- Instruction 1
Who sent the 9p mailing-list message shown below?

- Source document
◆ ◆ ◆ ◆ ◆

From mboxrd@z Thu Jan  1 00:00:00 1970
Return-Path: <linux-kernel-owner@vger.kernel.org>
Received: (majordomo@vger.kernel.org) by vger.kernel.org via listexpand
	id S1756055Ab0FXQaU (ORCPT <rfc822;w@1wt.eu>);
	Thu, 24 Jun 2010 12:30:20 -0400
Received: from e28smtp03.in.ibm.com ([122.248.162.3]:56150 "EHLO
	e28smtp03.in.ibm.com" rhost-flags-OK-OK-OK-OK) by vger.kernel.org
	with ESMTP id S1754813Ab0FXQaS (ORCPT
	<rfc822;linux-kernel@vger.kernel.org>);
	Thu, 24 Jun 2010 12:30:18 -0400
From: "Aneesh Kumar K. V" <aneesh.kumar@linux.vnet.ibm.com>
To: Al Viro <viro@ZenIV.linux.org.uk>,
       Linus Torvalds <torvalds@linux-foundation.org>
Cc: Eric Van Hensbergen <ericvh@gmail.com>,
       V9FS Developers <v9fs-developer@lists.sourceforge.net>,
       linux-kernel <linux-kernel@vger.kernel.org>
Subject: Re: [V9fs-developer] [GIT PULL] 9p file system bug fixes for 2.6.35-rc2
In-Reply-To: <87pqzrexon.fsf@linux.vnet.ibm.com>
References: <AANLkTik3ax1SlAKRo6laMfACdzh6IUKLGSvMK4Gp9GY9@mail.gmail.com> <alpine.LFD.2.00.1006071654290.4506@i5.linux-foundation.org> <20100608004102.GQ31073@ZenIV.linux.org.uk> <87pqzrexon.fsf@linux.vnet.ibm.com>
User-Agent: Notmuch/ (http://notmuchmail.org) Emacs/24.0.50.1 (i686-pc-linux-gnu)
Date: Thu, 24 Jun 2010 22:00:10 +0530
Message-ID: <871vbwe6lp.fsf@linux.vnet.ibm.com>
MIME-Version: 1.0
Content-Type: text/plain; charset=us-ascii
Sender: linux-kernel-owner@vger.kernel.org
List-ID: <linux-kernel.vger.kernel.org>
X-Mailing-List: linux-kernel@vger.kernel.org

On Wed, 16 Jun 2010 22:12:32 +0530, "Aneesh Kumar K. V" <aneesh.kumar@linux.vnet.ibm.com> wrote:
> On Tue, 8 Jun 2010 01:41:02 +0100, Al Viro <viro@ZenIV.linux.org.uk> wrote:
> > On Mon, Jun 07, 2010 at 05:08:19PM -0700, Linus Torvalds wrote:
> > 
> > > In fact, the other thing that I find doing that whole "dentry->d_parent"

◆ ◆ ◆ ◆ ◆

- Instruction 2
Copy the entries below word for word, starting with the line that contains "the form [341,235]." and continuing through the last of the entries.

◆ ◆ ◆ ◆ ◆

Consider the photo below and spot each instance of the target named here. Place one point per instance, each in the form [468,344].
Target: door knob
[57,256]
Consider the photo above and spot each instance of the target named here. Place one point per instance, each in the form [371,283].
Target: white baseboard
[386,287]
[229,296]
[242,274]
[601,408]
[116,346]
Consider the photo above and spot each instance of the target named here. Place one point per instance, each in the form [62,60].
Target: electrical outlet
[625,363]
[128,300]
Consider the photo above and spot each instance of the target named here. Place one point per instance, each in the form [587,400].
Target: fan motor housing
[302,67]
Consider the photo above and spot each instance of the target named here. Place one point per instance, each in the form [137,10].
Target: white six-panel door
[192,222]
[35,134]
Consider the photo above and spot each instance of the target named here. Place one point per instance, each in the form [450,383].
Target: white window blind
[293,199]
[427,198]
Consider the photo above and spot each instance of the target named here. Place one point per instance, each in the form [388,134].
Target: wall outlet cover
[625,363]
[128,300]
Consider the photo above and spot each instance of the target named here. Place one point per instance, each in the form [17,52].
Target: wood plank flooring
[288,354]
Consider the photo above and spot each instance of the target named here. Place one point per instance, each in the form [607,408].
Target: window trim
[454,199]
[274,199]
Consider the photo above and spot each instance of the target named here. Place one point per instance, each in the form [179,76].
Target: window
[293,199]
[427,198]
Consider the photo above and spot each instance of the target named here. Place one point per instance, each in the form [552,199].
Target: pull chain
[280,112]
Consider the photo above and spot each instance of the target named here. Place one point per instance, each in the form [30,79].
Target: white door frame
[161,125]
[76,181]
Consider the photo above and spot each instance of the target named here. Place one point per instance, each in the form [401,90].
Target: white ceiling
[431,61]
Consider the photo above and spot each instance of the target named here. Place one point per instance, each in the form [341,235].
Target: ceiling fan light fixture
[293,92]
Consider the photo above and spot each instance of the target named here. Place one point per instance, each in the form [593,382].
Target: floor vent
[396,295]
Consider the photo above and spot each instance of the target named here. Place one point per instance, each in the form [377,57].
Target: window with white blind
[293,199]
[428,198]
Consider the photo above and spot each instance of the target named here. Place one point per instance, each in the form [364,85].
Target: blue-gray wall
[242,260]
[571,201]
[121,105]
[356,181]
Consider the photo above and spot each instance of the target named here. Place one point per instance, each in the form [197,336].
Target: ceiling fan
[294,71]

◆ ◆ ◆ ◆ ◆

- Task answer 1
Aneesh Kumar K. V

- Task answer 2
Consider the photo above and spot each instance of the target named here. Place one point per instance, each in the form [341,235].
Target: ceiling fan light fixture
[293,92]
Consider the photo above and spot each instance of the target named here. Place one point per instance, each in the form [593,382].
Target: floor vent
[396,295]
Consider the photo above and spot each instance of the target named here. Place one point per instance, each in the form [377,57].
Target: window with white blind
[293,199]
[428,198]
Consider the photo above and spot each instance of the target named here. Place one point per instance, each in the form [364,85].
Target: blue-gray wall
[242,260]
[571,201]
[121,105]
[356,181]
Consider the photo above and spot each instance of the target named here. Place one point per instance, each in the form [197,336].
Target: ceiling fan
[294,71]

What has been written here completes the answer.